### Given problem:
Render every line of the records below as a Markdown table with two columns, Index and Content, numbering each row and leaving out blank lines.

* START Available records *

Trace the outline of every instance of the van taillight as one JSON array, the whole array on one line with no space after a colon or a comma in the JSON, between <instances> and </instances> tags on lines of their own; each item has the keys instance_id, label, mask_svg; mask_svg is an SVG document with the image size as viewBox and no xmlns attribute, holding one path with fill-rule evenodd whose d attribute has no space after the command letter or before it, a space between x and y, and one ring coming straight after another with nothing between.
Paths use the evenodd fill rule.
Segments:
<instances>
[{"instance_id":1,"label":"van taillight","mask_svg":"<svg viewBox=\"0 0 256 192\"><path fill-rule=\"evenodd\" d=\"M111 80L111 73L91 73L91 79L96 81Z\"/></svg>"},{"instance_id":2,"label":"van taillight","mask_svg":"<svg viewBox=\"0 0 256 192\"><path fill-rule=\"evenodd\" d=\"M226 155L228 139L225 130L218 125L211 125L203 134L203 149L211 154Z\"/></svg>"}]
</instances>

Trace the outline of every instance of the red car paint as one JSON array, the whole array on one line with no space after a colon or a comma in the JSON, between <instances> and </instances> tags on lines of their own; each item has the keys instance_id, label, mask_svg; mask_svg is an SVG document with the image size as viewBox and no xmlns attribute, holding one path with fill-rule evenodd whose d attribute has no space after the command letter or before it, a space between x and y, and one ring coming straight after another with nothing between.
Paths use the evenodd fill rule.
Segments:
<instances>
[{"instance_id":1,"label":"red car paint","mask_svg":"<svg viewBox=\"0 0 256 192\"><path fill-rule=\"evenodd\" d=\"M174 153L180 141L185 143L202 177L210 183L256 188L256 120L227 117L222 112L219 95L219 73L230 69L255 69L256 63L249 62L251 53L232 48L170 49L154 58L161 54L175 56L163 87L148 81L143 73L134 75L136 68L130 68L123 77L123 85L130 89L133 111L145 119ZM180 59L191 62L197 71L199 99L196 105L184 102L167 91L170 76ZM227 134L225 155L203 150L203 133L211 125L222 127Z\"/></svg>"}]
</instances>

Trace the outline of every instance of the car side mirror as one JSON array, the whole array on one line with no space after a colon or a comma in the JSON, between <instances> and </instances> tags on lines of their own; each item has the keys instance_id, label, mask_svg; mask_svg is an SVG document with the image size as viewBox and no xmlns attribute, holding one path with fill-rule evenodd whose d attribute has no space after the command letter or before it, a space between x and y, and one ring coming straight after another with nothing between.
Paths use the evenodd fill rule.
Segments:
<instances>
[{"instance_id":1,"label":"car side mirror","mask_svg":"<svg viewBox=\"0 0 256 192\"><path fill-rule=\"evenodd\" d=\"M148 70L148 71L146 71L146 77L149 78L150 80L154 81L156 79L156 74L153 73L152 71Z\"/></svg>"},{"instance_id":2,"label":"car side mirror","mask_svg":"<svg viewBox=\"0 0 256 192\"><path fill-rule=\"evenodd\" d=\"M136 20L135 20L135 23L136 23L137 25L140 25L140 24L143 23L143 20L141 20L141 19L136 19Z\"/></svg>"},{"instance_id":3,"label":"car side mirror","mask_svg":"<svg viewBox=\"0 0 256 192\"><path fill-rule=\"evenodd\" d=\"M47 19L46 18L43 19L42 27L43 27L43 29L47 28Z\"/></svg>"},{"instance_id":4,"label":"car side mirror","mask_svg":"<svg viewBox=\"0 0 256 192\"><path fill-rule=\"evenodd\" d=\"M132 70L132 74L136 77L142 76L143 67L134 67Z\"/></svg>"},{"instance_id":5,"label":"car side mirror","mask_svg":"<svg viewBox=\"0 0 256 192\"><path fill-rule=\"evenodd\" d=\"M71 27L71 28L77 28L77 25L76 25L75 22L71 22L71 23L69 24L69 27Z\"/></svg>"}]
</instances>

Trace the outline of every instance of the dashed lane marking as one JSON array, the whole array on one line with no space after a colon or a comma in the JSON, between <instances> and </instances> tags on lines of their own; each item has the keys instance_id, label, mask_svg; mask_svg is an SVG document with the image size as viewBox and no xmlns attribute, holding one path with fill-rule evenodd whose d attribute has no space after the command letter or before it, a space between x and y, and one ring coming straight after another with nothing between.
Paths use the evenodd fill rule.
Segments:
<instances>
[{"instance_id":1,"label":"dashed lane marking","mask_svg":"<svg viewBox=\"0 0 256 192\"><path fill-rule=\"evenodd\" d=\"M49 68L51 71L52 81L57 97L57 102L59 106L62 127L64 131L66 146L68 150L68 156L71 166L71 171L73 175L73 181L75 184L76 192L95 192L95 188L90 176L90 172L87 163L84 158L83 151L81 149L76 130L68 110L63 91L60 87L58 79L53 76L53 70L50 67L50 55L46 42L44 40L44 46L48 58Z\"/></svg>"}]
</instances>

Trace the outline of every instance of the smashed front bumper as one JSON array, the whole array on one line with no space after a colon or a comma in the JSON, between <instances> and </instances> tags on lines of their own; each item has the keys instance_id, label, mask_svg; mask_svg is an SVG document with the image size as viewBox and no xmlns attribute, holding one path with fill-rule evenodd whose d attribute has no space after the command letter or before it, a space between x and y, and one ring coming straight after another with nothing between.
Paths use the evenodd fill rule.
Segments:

* END Available records *

### Exercise result:
| Index | Content |
|---|---|
| 1 | Trace the outline of every instance of the van taillight as one JSON array, the whole array on one line with no space after a colon or a comma in the JSON, between <instances> and </instances> tags on lines of their own; each item has the keys instance_id, label, mask_svg; mask_svg is an SVG document with the image size as viewBox and no xmlns attribute, holding one path with fill-rule evenodd whose d attribute has no space after the command letter or before it, a space between x and y, and one ring coming straight after another with nothing between. |
| 2 | Paths use the evenodd fill rule. |
| 3 | Segments: |
| 4 | <instances> |
| 5 | [{"instance_id":1,"label":"van taillight","mask_svg":"<svg viewBox=\"0 0 256 192\"><path fill-rule=\"evenodd\" d=\"M111 80L111 73L91 73L91 79L96 81Z\"/></svg>"},{"instance_id":2,"label":"van taillight","mask_svg":"<svg viewBox=\"0 0 256 192\"><path fill-rule=\"evenodd\" d=\"M226 155L228 139L225 130L218 125L211 125L203 134L203 149L211 154Z\"/></svg>"}] |
| 6 | </instances> |
| 7 | Trace the outline of every instance of the red car paint as one JSON array, the whole array on one line with no space after a colon or a comma in the JSON, between <instances> and </instances> tags on lines of their own; each item has the keys instance_id, label, mask_svg; mask_svg is an SVG document with the image size as viewBox and no xmlns attribute, holding one path with fill-rule evenodd whose d attribute has no space after the command letter or before it, a space between x and y, and one ring coming straight after another with nothing between. |
| 8 | Paths use the evenodd fill rule. |
| 9 | Segments: |
| 10 | <instances> |
| 11 | [{"instance_id":1,"label":"red car paint","mask_svg":"<svg viewBox=\"0 0 256 192\"><path fill-rule=\"evenodd\" d=\"M174 153L180 141L185 143L202 177L210 183L256 188L256 120L227 117L222 112L219 95L219 73L230 69L255 69L256 63L249 62L251 53L232 48L170 49L154 58L161 54L175 56L163 87L148 81L143 73L134 75L136 68L130 68L123 77L123 85L130 89L133 111L145 119ZM180 59L191 62L197 71L199 99L196 105L184 102L167 91L170 76ZM227 134L225 155L203 150L203 133L211 125L222 127Z\"/></svg>"}] |
| 12 | </instances> |
| 13 | Trace the outline of every instance of the car side mirror as one JSON array, the whole array on one line with no space after a colon or a comma in the JSON, between <instances> and </instances> tags on lines of their own; each item has the keys instance_id, label, mask_svg; mask_svg is an SVG document with the image size as viewBox and no xmlns attribute, holding one path with fill-rule evenodd whose d attribute has no space after the command letter or before it, a space between x and y, and one ring coming straight after another with nothing between. |
| 14 | Paths use the evenodd fill rule. |
| 15 | Segments: |
| 16 | <instances> |
| 17 | [{"instance_id":1,"label":"car side mirror","mask_svg":"<svg viewBox=\"0 0 256 192\"><path fill-rule=\"evenodd\" d=\"M148 70L148 71L146 71L146 77L149 78L150 80L154 81L156 79L156 74L153 73L152 71Z\"/></svg>"},{"instance_id":2,"label":"car side mirror","mask_svg":"<svg viewBox=\"0 0 256 192\"><path fill-rule=\"evenodd\" d=\"M136 20L135 20L135 23L136 23L137 25L140 25L140 24L143 23L143 20L141 20L141 19L136 19Z\"/></svg>"},{"instance_id":3,"label":"car side mirror","mask_svg":"<svg viewBox=\"0 0 256 192\"><path fill-rule=\"evenodd\" d=\"M47 19L46 18L43 19L42 27L43 27L43 29L47 28Z\"/></svg>"},{"instance_id":4,"label":"car side mirror","mask_svg":"<svg viewBox=\"0 0 256 192\"><path fill-rule=\"evenodd\" d=\"M132 70L132 74L136 77L142 76L143 67L134 67Z\"/></svg>"},{"instance_id":5,"label":"car side mirror","mask_svg":"<svg viewBox=\"0 0 256 192\"><path fill-rule=\"evenodd\" d=\"M71 27L71 28L77 28L77 25L76 25L75 22L71 22L71 23L69 24L69 27Z\"/></svg>"}] |
| 18 | </instances> |
| 19 | Trace the outline of every instance of the dashed lane marking as one JSON array, the whole array on one line with no space after a colon or a comma in the JSON, between <instances> and </instances> tags on lines of their own; each item has the keys instance_id, label, mask_svg; mask_svg is an SVG document with the image size as viewBox and no xmlns attribute, holding one path with fill-rule evenodd whose d attribute has no space after the command letter or before it, a space between x and y, and one ring coming straight after another with nothing between. |
| 20 | Paths use the evenodd fill rule. |
| 21 | Segments: |
| 22 | <instances> |
| 23 | [{"instance_id":1,"label":"dashed lane marking","mask_svg":"<svg viewBox=\"0 0 256 192\"><path fill-rule=\"evenodd\" d=\"M49 68L51 71L52 81L57 97L57 102L59 106L62 127L64 131L66 146L68 150L68 156L71 166L71 171L73 175L73 181L75 184L76 192L95 192L95 188L90 176L90 172L87 163L84 158L83 151L81 149L76 130L68 110L63 91L60 87L58 79L53 76L53 70L50 67L50 55L46 42L44 40L44 46L48 58Z\"/></svg>"}] |
| 24 | </instances> |
| 25 | Trace the outline of every instance of the smashed front bumper as one JSON array, the whole array on one line with no space after a colon or a comma in the JSON, between <instances> and </instances> tags on lines of their own; each item has the keys instance_id, label, mask_svg; mask_svg is an SVG document with the image size as viewBox and no xmlns attribute, holding one path with fill-rule evenodd whose d attribute has no space after the command letter or before it, a space between x and y, and one ring coming straight after another with nothing between. |
| 26 | Paths use the evenodd fill rule. |
| 27 | Segments: |